## BEGIN Task inputs

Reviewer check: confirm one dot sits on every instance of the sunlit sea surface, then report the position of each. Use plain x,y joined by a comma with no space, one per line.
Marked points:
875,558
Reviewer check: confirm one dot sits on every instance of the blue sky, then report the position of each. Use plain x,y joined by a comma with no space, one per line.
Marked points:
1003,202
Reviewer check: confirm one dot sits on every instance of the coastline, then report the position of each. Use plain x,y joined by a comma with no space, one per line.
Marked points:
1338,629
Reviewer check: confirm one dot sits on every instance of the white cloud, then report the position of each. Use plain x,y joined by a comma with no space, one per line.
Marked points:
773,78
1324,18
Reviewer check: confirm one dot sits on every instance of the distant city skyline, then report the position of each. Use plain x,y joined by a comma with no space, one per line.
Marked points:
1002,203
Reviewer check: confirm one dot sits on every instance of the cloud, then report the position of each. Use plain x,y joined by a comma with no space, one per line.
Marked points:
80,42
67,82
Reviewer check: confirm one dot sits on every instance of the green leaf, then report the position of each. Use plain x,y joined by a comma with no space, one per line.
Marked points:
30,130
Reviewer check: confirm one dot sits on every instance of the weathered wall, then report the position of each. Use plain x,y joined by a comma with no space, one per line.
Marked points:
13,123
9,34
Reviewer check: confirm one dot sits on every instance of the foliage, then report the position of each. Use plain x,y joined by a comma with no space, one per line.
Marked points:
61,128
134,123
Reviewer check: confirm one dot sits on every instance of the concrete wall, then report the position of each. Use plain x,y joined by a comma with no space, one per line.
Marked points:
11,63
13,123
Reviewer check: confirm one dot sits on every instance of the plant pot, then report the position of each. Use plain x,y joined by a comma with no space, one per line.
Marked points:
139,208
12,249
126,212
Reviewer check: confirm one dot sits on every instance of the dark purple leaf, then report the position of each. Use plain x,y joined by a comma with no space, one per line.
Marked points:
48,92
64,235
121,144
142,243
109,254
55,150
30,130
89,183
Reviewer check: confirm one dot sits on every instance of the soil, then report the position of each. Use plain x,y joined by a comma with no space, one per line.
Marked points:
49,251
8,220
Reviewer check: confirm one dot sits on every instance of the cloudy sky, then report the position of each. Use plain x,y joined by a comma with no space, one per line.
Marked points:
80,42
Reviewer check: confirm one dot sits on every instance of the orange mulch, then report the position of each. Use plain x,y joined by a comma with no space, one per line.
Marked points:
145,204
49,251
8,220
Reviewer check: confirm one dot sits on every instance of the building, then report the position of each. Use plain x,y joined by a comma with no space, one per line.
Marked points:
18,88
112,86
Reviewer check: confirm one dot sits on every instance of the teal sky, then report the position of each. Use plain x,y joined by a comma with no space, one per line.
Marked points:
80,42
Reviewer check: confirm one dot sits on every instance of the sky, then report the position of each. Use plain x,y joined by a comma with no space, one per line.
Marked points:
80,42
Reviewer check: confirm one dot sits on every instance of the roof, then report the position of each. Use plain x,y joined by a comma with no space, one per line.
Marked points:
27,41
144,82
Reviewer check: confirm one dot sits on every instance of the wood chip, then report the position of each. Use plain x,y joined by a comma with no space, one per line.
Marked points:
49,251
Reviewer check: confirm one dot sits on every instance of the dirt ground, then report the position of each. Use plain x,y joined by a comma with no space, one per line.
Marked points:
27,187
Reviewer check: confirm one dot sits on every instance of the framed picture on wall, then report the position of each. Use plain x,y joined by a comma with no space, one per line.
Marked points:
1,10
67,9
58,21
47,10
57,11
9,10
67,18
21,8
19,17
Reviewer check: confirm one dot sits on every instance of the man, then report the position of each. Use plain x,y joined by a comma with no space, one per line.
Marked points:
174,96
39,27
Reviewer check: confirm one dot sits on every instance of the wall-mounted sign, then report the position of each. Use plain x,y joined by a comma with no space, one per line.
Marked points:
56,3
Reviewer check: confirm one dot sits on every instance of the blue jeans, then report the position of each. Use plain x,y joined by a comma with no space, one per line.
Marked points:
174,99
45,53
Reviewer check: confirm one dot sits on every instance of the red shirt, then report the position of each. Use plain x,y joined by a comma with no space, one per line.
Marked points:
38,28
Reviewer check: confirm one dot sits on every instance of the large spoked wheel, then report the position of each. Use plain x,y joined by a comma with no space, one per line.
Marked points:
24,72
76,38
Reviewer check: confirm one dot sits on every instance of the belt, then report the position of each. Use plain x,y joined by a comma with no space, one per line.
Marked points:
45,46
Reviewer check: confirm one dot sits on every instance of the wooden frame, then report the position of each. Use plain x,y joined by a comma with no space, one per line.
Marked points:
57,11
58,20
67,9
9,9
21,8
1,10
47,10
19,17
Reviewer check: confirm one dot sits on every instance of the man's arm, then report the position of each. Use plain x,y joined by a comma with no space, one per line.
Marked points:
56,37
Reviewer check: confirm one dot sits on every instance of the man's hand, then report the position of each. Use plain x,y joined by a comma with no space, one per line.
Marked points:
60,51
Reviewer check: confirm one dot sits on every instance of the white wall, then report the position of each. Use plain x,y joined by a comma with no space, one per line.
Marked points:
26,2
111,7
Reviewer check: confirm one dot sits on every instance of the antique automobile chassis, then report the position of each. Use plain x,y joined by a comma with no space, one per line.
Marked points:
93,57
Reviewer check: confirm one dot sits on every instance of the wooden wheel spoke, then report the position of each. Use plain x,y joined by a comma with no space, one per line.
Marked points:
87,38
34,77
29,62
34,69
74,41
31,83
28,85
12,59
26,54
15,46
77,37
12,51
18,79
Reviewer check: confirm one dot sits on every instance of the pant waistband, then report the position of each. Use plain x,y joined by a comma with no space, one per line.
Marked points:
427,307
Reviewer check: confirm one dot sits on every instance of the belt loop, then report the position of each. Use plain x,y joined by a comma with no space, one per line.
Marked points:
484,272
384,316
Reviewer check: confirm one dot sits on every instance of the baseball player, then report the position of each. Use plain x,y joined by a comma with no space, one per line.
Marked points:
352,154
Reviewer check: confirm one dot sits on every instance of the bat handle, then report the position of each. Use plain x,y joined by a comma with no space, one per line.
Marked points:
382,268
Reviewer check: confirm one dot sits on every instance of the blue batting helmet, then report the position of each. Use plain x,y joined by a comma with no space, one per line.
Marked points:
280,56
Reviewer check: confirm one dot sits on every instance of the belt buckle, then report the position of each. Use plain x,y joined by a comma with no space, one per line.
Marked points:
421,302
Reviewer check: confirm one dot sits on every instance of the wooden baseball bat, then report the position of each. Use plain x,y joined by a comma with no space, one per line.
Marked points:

## END Task inputs

- _Stated goal_:
Include both ends. Return the line holding "of the pant" and all lines after it in the records above, exactly as written.

- _Task output_:
Reviewer check: confirm one dot sits on every instance of the pant waistband, then report the position of each. Use plain x,y joined by a comma with no space, one per line.
Marked points:
427,307
Reviewer check: confirm one dot sits on every instance of the belt loop, then report the position of each. Use plain x,y joined by a comma with no space, one per line.
Marked points:
484,272
384,316
Reviewer check: confirm one dot sits on every instance of the baseball player, then report the position of each. Use plain x,y joined by a comma with no space, one per line.
Marked points:
352,154
Reviewer check: confirm one dot sits on every instance of the bat handle, then report the position of each. Use plain x,y joined by a comma with no space, one per line.
Marked points:
382,268
Reviewer check: confirm one dot sits on every instance of the blue batting helmet, then report the position of each. Use plain x,y joined by a comma with no space, one per line.
Marked points:
280,56
Reviewer check: confirm one dot sits on every instance of the belt buckle, then report the position of each. Use plain x,y joined by a comma with no space, one per line.
Marked points:
421,302
Reviewer check: confirm one dot sits on every instance of the wooden baseball bat, then report the position of each. Use plain x,y joined by a comma with no space, one per line.
Marked points:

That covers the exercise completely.